▶ _Testo del documento_
________________________

Negli ultimi anni, la scienza ha approfondito lo studio del bullismo, non considerandolo più solo un problema sociale, ma anche come un fenomeno in grado di modificare il cervello. Le ricerche evidenziano che gli effetti del bullismo vanno oltre il disagio emotivo, poiché possono causare cambiamenti misurabili nel sistema nervoso, influenzando la gestione delle emozioni, le relazioni e la capacità di affrontare lo stress.
Quando una persona subisce bullismo, il suo cervello si abitua a percepire il mondo come minaccioso, sviluppando un meccanismo di difesa che, sebbene possa sembrare protettivo, provoca un’attivazione dell’allerta costante, portando a sintomi come ansia, insonnia e stanchezza mentale.
Uno studio ha dimostrato che chi ha subito bullismo reagisce intensamente a situazioni di sopraffazione, attivando aree del cervello legate alla regolazione delle emozioni. Questo può portare a una permanenza dello stato di difesa e, nel lungo termine, a disturbi d’ansia e depressione, specialmente se l’esperienza avviene durante l’adolescenza.
Le neuroscienze hanno anche rivelato alterazioni in specifiche aree cerebrali, come l’amigdala e la corteccia prefrontale, influenzando negativamente la capacità di gestire le emozioni. Le vittime possono manifestare difficoltà di concentrazione e oscillazioni emotive, e il trauma non si limita solo a chi subisce bullismo, ma colpisce anche chi ne è spettatore.
Interventi tempestivi e coordinati a livello individuale, familiare e istituzionale sono fondamentali per proteggere le vittime. Approcci come il colloquio di supporto, la terapia di gruppo e il coinvolgimento della famiglia sono essenziali. È inoltre importante affrontare il bullismo in ambito educativo, responsabilizzando il gruppo e promuovendo relazioni sane attraverso attività ricreative.

________________________

Trasforma in un elenco puntato il paragrafo del testo sul bullismo che comincia con «Interventi tempestivi e coordinati», conservandone i fatti principali.

[Voci archiviate]

________________________

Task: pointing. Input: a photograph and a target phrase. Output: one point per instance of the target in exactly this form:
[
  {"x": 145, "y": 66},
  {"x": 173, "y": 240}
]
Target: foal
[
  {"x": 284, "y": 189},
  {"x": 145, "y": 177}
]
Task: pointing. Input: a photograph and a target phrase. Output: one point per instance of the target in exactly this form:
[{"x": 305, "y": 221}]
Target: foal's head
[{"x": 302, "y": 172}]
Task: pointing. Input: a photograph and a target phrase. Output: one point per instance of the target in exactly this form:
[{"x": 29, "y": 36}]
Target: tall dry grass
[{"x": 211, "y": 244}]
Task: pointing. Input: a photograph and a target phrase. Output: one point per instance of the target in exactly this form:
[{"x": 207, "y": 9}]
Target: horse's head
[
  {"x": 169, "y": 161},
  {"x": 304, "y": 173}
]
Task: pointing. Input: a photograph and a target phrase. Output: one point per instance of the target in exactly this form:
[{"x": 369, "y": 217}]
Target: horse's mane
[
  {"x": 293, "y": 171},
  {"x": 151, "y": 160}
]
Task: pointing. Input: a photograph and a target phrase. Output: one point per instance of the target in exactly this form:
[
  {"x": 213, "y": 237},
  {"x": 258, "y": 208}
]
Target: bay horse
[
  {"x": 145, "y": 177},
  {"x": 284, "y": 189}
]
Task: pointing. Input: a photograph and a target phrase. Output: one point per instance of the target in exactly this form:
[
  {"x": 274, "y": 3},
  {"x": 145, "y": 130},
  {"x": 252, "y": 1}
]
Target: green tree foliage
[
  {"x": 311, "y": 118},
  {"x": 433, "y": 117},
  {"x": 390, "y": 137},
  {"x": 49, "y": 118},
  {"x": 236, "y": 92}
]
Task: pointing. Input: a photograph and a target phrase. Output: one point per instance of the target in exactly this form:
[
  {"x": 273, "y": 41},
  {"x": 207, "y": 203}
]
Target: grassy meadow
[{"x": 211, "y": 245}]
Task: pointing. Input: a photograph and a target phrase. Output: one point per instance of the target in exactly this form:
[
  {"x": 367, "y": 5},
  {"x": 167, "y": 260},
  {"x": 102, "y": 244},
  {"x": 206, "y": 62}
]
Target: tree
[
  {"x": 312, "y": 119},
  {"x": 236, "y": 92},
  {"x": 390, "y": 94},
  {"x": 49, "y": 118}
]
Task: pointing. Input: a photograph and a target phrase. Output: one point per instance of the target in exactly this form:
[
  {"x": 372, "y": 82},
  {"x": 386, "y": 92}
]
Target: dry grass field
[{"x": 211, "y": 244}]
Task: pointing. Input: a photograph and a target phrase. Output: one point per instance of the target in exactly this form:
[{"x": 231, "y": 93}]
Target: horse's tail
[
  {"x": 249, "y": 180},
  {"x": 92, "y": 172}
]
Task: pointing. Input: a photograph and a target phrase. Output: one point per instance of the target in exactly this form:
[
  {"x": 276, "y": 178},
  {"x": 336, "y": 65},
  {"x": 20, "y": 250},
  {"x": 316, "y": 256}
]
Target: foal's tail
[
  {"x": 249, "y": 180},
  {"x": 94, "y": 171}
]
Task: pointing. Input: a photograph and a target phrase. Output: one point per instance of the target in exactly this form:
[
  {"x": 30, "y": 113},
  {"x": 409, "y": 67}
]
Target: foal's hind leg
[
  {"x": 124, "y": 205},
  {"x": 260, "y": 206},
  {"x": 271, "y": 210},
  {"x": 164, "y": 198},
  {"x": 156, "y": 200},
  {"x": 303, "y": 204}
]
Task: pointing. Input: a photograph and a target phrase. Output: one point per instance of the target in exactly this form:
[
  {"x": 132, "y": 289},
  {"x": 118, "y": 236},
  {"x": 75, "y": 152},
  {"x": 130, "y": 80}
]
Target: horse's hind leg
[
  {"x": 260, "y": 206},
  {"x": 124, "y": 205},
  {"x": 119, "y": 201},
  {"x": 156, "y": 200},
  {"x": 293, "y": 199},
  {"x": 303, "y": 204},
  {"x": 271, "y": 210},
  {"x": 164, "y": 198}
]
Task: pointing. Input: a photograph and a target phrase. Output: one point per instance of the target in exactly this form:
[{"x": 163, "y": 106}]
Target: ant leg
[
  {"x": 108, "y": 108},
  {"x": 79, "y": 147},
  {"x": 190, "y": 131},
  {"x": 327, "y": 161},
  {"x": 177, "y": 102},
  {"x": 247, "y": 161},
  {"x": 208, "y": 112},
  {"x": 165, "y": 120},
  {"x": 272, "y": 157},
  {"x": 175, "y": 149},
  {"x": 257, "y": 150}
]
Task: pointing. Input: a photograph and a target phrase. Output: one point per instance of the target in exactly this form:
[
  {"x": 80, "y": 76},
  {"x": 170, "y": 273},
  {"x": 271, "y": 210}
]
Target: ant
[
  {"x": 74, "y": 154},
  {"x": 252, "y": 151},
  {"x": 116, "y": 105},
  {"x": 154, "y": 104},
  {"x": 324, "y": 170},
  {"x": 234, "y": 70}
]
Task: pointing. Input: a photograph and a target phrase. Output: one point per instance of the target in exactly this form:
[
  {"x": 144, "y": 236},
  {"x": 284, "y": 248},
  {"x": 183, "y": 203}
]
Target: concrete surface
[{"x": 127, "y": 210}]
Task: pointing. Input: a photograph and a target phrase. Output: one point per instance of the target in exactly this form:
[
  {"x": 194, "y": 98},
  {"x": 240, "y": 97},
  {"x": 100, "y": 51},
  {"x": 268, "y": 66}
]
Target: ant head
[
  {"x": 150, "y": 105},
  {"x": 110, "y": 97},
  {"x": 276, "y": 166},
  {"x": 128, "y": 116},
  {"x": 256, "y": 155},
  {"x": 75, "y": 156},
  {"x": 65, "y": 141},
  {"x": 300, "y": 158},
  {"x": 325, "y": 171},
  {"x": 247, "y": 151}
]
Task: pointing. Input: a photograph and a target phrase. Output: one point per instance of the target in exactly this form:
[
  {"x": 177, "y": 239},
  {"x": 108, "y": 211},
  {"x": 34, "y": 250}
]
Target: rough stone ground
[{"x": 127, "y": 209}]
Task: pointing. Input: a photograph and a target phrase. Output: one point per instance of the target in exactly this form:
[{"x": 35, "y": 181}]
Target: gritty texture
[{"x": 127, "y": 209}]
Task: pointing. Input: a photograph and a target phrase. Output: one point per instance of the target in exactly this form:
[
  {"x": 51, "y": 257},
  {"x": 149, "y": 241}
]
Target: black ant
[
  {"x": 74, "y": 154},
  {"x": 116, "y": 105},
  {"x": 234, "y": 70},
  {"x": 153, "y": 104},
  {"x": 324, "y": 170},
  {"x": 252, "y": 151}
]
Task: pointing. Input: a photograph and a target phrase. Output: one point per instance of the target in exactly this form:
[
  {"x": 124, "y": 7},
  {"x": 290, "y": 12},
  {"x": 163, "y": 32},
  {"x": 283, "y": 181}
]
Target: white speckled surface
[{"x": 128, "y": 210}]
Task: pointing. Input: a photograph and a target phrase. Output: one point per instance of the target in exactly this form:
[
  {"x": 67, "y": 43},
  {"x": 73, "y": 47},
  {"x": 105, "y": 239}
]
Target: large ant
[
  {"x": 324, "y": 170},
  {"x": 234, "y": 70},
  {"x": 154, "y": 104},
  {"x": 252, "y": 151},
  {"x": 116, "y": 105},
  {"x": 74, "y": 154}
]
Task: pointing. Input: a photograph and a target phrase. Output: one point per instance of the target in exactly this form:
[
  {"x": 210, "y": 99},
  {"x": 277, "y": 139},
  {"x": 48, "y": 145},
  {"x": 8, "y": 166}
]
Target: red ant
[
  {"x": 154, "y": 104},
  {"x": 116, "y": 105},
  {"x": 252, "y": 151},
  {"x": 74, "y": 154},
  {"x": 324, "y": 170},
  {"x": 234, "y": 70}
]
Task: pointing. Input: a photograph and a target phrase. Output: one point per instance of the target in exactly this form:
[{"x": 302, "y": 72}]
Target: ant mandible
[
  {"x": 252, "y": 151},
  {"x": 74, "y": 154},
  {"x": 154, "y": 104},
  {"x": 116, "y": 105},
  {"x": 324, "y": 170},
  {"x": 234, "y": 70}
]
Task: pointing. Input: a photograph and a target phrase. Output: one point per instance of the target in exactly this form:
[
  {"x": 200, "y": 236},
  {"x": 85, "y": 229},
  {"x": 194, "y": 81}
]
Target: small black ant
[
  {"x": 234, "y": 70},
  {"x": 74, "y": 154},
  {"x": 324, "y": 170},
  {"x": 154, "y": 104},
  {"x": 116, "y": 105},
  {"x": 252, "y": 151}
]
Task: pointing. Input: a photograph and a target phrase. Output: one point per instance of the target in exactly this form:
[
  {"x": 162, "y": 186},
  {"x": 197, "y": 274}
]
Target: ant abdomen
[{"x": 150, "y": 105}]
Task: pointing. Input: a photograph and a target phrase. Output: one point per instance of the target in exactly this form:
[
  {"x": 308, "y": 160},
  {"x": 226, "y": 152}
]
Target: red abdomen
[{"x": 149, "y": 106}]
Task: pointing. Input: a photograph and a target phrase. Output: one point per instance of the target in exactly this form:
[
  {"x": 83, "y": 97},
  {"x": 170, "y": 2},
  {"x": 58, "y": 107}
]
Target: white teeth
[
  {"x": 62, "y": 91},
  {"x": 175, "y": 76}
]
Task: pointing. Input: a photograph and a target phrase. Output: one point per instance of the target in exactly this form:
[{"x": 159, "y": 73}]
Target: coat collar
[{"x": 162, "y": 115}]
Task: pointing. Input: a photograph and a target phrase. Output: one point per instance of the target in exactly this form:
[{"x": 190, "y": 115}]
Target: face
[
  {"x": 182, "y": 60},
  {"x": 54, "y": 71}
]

________________________

▶ _Risposta al compito_
- Per proteggere le vittime servono interventi tempestivi e coordinati a livello individuale, familiare e istituzionale.
- Sono essenziali il colloquio di supporto, la terapia di gruppo e il coinvolgimento della famiglia.
- In ambito educativo occorre responsabilizzare il gruppo.
- Le attività ricreative servono a promuovere relazioni sane.